## [What you will do]
Return each of the following rows unchanged, keeping every character as it is.

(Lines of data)
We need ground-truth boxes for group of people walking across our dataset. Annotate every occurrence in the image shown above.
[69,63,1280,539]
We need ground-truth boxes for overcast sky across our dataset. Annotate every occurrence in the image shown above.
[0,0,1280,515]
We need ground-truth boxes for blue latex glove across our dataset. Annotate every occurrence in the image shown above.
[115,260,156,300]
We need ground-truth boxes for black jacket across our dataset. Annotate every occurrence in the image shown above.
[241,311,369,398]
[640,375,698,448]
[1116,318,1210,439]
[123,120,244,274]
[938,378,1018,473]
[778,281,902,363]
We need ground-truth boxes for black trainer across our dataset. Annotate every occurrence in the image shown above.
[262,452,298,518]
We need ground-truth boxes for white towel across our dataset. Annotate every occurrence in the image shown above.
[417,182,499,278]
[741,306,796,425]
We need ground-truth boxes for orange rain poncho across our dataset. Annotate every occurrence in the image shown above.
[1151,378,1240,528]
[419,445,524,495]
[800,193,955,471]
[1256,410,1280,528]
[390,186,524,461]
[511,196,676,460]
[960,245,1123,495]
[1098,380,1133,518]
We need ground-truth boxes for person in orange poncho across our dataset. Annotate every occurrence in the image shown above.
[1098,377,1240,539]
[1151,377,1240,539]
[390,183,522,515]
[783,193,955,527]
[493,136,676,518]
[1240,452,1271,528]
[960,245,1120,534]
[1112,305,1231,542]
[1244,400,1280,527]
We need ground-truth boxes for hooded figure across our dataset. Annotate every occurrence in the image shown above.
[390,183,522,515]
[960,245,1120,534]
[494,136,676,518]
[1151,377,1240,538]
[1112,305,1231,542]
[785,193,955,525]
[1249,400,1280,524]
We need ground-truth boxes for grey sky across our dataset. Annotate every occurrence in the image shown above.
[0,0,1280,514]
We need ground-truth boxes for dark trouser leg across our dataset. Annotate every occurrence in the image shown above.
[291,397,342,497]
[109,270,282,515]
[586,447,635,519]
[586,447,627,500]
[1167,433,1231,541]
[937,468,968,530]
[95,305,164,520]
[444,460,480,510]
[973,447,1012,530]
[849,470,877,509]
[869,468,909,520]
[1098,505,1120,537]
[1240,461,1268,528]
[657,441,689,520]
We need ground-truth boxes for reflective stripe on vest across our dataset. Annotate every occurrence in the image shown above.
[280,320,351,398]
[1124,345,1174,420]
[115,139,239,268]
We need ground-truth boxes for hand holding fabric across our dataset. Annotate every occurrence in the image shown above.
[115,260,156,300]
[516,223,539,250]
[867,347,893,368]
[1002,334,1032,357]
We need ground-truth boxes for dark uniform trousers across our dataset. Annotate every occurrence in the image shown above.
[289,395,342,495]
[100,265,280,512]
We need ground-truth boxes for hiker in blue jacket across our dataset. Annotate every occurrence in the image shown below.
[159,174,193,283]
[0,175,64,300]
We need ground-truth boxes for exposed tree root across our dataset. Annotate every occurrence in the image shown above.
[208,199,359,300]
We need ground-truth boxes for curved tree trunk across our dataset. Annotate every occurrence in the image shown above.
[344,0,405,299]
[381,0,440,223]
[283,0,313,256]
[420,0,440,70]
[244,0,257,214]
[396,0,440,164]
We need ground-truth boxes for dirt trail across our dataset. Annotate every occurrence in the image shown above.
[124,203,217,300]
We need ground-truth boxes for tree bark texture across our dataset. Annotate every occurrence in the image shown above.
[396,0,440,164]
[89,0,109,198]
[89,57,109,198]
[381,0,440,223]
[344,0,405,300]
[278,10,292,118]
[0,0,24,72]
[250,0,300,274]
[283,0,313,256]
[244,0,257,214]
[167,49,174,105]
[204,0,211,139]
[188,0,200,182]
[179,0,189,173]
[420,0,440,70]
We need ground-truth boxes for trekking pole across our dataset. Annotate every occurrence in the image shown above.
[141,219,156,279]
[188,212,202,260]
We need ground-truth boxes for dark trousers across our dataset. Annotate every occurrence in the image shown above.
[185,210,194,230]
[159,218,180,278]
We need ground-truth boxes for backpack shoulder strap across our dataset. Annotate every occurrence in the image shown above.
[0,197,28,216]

## [Task solution]
We need ground-truth boxes for group of people walking across our dataset. Annotate every occurrence in the image shown above.
[69,63,1280,539]
We need ground-truth boxes for overcast sky across our dataset. Annotate every occurrence in the image shown above.
[0,0,1280,515]
We need ground-truth boxes for blue latex glove across our dataset. Annotate every occurrence in the image shown above.
[115,260,156,300]
We need ground-truth boxes for black jacket across our dataset. Annotate every occurrence in the image shown above.
[241,311,369,398]
[640,375,698,448]
[1116,318,1210,439]
[123,120,244,274]
[938,378,1018,473]
[778,281,902,363]
We need ground-truth boxes for black trainer across our dataset. Annotate every occurrence in the image shown above.
[262,452,298,518]
We need ground-truth boxes for white towel across our dataset. Annotate every occurrence in the image shown above.
[417,182,499,278]
[741,306,796,425]
We need ground-truth boxes for orange rain poncho across our dataset. Annotate every occurrence in the image shown above.
[1151,378,1240,528]
[419,445,524,495]
[800,193,955,471]
[1256,410,1280,528]
[390,186,524,461]
[511,196,676,460]
[960,245,1123,495]
[1098,380,1133,518]
We need ground-truth boxes for person in orange poncho across our dataset. Annotate every occurrence in the image shown above.
[1098,377,1240,539]
[1151,377,1240,539]
[390,183,522,515]
[783,193,955,527]
[493,136,676,518]
[1240,452,1271,528]
[960,245,1120,534]
[1112,305,1231,542]
[1244,400,1280,527]
We need ground-truth boxes for hooded figure across our dataset. Annotate every occurrence in the image shown above.
[390,183,522,515]
[960,245,1120,534]
[494,136,676,518]
[1151,377,1240,538]
[1112,305,1231,542]
[785,193,955,525]
[1249,400,1280,524]
We need ground-truth boxes for grey sky across our dataset. Annotate every occurrence in the image shown above.
[0,0,1280,514]
We need ground-truth boxes for dark trouser leg across our dataset. Annotate every occurrence in the image shown above.
[291,397,342,497]
[109,270,282,515]
[586,447,635,519]
[586,447,627,500]
[1167,433,1231,541]
[937,468,968,530]
[95,305,164,520]
[444,460,480,510]
[973,447,1012,530]
[849,470,877,509]
[869,468,909,520]
[1098,505,1120,537]
[1240,461,1268,528]
[657,441,689,520]
We need ground-truth boxes for reflective stripe on vest across our dataset. Annotate every occurrence in the image shown above.
[280,320,351,398]
[1124,345,1174,420]
[115,139,239,268]
We need ground-truth boxes for hand holding fabric across our dataset. Annotate every occurrence in the image shown above.
[115,260,156,300]
[516,223,539,250]
[867,347,893,368]
[1002,334,1032,357]
We need ground-truth boxes for dark uniform trousers across our dataset. Annotate every occurrence in the image shown above.
[289,395,342,495]
[100,265,280,512]
We need ground-truth boxes for hiker in blue jacket across our dataset. Annotate every occurrence in the image shown below.
[159,174,193,283]
[0,175,64,300]
We need ground-truth boxes for exposed tree root across our dataset. Annotate every occurrence in the image shown above.
[208,199,359,300]
We need ground-truth boxes for curved tree trunk across our dataset. Annotate every occurrence in the image shown above.
[344,0,405,299]
[381,0,440,223]
[283,0,313,256]
[420,0,440,70]
[244,0,257,214]
[396,0,440,164]
We need ground-truth boxes for dirt trail across our dataset. Annotate every occurrence in the image shown above.
[124,203,217,300]
We need ground-truth boxes for tree bark texture across our dataset. Annotate every occurrence in the image shown above.
[396,0,440,164]
[89,0,109,198]
[89,57,109,198]
[381,0,440,223]
[344,0,405,300]
[278,10,292,118]
[0,0,24,72]
[250,0,300,274]
[283,0,313,256]
[244,0,257,214]
[167,49,174,105]
[204,0,211,139]
[188,0,200,182]
[179,0,189,173]
[420,0,440,70]
We need ground-truth boxes for trekking pole across our dataset. Annotate every occurrence in the image shown above.
[141,219,156,279]
[188,212,202,260]
We need ground-truth boxes for dark trousers across our dataset. Annotate every occurrence in the image shown above.
[185,210,194,230]
[159,218,180,278]
We need ground-truth boxes for backpack shoulder strap across our dataset. Annotate every occurrence in the image shown above.
[0,197,28,216]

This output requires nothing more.